**Set of tasks:**
1. From the replication script, reproduce word for word the stretch from "Test sync_replication_slot to" through "re-syncing the data.".
2. Answer these questions using the replication script:
(a) In which PostgreSQL version was the parameter sync_replication_slot introduced?
(b) How many RDS PostgreSQL instances does the setup include?
(c) What parameter group family do the two create-db-parameter-group commands specify?

**Excerpted text:**

•••••

Skip to content

Instantly share code, notes, and snippets.

@aamir814
Last active December 16, 2024 19:42
Show Gist options
  • Select an option

  • Save aamir814/092ed85bd90e28d79af029e561c1da88 to your computer and use it in GitHub Desktop.

Select an option

Save aamir814/092ed85bd90e28d79af029e561c1da88 to your computer and use it in GitHub Desktop.
Test sync_replication_slot to keep the logical replication running during a failover
#!/usr/bin/env bash
#####################################################################
# Purpose:
# The following steps show how to use the new PostgreSQL parameter
# sync_replication_slot introduced in version 17 to keep logical
# replication running during a failover or major upgrade.
#
# The setup includes three RDS PostgreSQL instances: Primary (PRI),
# Read Replica (RR), and Logical Replica (LR). After successfully
# creating the logical replication, the idea is to promote the RR
# (to simulate failover) and update the LR (subscriber) to point to
# the new primary instance without re-syncing the data.
#
# Assumption:
# * VPC Security group must exists and should allow your IP to connect to RDS Instances.
# * AWS CLI must be configured.
# * Must have connectivity to the RDS instance.
#
# REFERENCES
# - https://docs.aws.amazon.com/cli/latest/reference/rds/create-db-instance-read-replica.html
# - https://repost.aws/knowledge-center/rds-postgresql-use-logical-replication
# - https://docs.aws.amazon.com/cli/latest/reference/rds/#cli-aws-rds
# - https://docs.aws.amazon.com/AmazonRDS/latest/UserGuide/Appendix.PostgreSQL.CommonDBATasks.pglogical.slot.synchronization.html
# - https://www.postgresql.org/docs/current/sql-altersubscription.html
# - https://docs.aws.amazon.com/cli/latest/reference/rds/create-blue-green-deployment.html
#####################################################################
# change as needed
export DB_INSTANCE_NAME=pgtest-17
export DB_INSTANCE_NAME_LR=pgtest-17-lr
export DB_INSTANCE_NAME_RR=pgtest-17-rr
export VPC_SG_IDS=sg-06797e8215f149043
export DB_ENGINE=postgres
export DB_VERSION=17.1
export DB_PASSWORD=ChangeM3
export PGPASSWORD=$DB_PASSWORD
# create parameter group for primary and read replica
aws rds create-db-parameter-group \
--db-parameter-group-name pg-$DB_INSTANCE_NAME \
--db-parameter-group-family postgres17 \
--description "logical replication test with sync_replication_slots"
aws rds create-db-parameter-group \
--db-parameter-group-name pg-$DB_INSTANCE_NAME_RR \
--db-parameter-group-family postgres17 \
--description "logical replication test with sync_replication_slots"

•••••

**Supplied entries:**
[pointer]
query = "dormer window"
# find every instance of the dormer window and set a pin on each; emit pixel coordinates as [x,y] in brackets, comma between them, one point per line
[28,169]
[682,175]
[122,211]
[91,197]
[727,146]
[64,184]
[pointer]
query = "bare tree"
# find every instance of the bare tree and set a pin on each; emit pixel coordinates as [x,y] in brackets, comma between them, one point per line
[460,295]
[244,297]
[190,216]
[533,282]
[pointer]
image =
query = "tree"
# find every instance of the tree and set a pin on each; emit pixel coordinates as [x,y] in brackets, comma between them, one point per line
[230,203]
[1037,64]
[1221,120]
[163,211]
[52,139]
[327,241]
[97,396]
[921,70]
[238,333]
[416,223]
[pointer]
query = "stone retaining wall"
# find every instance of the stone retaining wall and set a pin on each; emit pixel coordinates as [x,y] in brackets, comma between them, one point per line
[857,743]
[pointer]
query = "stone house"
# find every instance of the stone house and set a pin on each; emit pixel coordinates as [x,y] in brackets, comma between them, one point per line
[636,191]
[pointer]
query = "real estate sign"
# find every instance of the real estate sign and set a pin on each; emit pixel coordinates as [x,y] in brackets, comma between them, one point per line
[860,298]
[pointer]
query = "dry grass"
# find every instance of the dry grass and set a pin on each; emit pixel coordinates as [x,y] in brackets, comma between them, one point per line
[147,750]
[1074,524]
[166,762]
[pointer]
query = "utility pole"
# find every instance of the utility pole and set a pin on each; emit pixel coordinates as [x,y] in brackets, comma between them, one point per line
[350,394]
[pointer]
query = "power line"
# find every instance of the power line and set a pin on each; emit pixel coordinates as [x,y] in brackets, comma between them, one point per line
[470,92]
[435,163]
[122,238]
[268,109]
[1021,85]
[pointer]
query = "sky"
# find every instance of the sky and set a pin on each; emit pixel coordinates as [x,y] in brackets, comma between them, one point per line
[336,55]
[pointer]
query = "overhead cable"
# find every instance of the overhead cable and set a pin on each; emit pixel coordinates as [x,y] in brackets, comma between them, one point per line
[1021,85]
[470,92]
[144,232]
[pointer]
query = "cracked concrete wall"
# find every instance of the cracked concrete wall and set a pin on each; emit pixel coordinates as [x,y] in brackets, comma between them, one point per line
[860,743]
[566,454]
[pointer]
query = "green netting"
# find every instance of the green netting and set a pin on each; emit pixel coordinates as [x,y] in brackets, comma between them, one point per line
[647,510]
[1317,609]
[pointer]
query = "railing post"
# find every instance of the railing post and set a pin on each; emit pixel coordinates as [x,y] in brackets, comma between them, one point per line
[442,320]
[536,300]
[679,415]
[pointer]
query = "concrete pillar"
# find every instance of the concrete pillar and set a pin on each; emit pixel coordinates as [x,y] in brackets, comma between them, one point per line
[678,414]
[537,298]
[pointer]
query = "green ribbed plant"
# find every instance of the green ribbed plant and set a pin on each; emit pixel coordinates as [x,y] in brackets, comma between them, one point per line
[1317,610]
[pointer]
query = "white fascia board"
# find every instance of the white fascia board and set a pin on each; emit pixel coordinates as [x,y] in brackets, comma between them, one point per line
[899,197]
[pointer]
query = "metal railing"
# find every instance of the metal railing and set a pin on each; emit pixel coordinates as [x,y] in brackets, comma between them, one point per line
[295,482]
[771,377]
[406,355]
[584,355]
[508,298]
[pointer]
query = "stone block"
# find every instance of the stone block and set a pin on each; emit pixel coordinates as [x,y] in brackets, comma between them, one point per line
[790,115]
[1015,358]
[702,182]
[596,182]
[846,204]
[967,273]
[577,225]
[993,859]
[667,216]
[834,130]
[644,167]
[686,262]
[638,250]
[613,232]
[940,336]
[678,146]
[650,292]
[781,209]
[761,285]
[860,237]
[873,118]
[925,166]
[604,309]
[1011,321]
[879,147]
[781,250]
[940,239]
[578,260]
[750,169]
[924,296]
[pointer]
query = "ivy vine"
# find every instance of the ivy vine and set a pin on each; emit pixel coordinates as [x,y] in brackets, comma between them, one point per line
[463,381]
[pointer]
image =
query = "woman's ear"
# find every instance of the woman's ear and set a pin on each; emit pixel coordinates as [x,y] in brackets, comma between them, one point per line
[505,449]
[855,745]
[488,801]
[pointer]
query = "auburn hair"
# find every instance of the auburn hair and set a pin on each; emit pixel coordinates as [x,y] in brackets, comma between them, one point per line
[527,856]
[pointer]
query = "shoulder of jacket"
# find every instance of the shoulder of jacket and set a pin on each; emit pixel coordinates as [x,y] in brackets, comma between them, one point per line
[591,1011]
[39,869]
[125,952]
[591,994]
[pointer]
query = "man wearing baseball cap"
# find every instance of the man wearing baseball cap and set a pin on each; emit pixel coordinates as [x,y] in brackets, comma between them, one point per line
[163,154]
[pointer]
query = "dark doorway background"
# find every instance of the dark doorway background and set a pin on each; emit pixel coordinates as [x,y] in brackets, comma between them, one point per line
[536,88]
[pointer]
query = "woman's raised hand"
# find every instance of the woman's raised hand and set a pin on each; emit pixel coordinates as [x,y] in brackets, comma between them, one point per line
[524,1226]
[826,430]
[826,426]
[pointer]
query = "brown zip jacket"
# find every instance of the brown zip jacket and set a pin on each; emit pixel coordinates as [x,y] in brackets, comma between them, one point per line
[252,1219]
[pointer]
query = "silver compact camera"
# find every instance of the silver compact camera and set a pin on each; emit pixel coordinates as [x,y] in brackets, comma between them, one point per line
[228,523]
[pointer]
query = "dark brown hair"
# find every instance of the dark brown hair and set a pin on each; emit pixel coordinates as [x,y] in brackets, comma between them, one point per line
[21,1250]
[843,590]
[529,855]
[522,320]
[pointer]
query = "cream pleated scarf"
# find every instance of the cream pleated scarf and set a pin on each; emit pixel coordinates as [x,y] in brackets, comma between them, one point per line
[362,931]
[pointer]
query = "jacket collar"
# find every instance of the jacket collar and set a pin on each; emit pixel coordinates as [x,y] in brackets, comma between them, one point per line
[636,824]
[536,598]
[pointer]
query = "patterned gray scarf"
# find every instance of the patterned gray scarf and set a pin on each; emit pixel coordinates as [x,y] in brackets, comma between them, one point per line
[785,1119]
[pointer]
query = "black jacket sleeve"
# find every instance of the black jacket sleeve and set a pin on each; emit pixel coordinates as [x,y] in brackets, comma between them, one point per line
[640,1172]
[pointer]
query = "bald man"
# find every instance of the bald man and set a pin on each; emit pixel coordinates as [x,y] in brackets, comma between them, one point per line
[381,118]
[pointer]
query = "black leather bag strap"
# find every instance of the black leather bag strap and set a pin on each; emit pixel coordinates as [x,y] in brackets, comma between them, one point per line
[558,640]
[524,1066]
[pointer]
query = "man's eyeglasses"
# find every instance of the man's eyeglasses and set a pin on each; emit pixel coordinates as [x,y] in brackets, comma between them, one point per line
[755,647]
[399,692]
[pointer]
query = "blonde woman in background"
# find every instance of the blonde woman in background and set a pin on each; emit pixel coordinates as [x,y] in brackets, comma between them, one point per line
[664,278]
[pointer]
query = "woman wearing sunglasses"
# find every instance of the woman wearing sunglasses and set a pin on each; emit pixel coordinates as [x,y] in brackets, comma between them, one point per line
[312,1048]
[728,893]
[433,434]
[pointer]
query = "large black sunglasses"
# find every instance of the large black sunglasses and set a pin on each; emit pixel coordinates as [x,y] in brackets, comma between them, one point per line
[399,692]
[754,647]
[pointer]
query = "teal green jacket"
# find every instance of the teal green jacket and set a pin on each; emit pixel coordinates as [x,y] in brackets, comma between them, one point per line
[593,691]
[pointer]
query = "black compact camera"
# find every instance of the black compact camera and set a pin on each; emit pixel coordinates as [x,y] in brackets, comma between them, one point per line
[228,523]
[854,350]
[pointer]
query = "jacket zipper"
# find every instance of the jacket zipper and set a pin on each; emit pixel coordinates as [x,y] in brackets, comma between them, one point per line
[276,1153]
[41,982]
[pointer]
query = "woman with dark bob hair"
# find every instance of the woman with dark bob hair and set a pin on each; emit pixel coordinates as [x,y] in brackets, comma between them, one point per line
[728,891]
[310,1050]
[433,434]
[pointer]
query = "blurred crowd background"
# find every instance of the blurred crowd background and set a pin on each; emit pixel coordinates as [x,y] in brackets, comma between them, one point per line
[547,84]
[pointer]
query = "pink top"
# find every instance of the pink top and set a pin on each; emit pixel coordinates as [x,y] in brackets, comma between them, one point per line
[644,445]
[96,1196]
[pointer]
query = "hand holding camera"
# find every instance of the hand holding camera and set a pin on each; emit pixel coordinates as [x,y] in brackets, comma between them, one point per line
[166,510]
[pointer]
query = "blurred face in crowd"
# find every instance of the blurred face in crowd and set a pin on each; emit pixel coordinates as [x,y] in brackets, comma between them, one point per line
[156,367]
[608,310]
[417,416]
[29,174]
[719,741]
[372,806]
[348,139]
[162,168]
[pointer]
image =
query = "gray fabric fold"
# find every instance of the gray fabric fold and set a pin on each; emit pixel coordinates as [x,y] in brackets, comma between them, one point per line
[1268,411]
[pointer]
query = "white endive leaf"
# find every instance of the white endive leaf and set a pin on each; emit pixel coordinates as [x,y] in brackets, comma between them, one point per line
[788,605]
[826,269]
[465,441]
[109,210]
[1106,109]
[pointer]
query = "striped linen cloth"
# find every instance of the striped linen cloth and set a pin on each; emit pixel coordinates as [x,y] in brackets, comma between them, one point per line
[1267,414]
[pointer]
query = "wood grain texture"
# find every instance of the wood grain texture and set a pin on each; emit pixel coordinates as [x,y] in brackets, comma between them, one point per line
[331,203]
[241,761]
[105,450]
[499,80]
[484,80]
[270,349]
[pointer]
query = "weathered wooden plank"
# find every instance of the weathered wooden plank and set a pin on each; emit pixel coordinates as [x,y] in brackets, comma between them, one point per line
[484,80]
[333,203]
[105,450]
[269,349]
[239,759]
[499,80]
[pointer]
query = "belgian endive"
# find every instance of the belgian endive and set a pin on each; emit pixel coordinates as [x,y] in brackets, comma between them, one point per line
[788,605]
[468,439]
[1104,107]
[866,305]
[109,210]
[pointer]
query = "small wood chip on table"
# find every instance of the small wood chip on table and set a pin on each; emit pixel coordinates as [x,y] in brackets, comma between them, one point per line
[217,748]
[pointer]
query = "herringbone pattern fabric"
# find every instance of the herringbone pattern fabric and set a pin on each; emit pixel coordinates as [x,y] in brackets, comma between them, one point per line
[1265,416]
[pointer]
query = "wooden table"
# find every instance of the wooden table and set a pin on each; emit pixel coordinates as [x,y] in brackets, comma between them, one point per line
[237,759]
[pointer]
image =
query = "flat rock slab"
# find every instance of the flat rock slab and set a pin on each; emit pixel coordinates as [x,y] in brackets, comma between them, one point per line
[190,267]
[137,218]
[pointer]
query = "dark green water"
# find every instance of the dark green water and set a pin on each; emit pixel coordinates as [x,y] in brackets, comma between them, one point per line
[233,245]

•••••

**Set of answers:**
1.
Test sync_replication_slot to keep the logical replication running during a failover
#!/usr/bin/env bash
#####################################################################
# Purpose:
# The following steps show how to use the new PostgreSQL parameter
# sync_replication_slot introduced in version 17 to keep logical
# replication running during a failover or major upgrade.
#
# The setup includes three RDS PostgreSQL instances: Primary (PRI),
# Read Replica (RR), and Logical Replica (LR). After successfully
# creating the logical replication, the idea is to promote the RR
# (to simulate failover) and update the LR (subscriber) to point to
# the new primary instance without re-syncing the data.

2.
(a) Version 17
(b) Three
(c) postgres17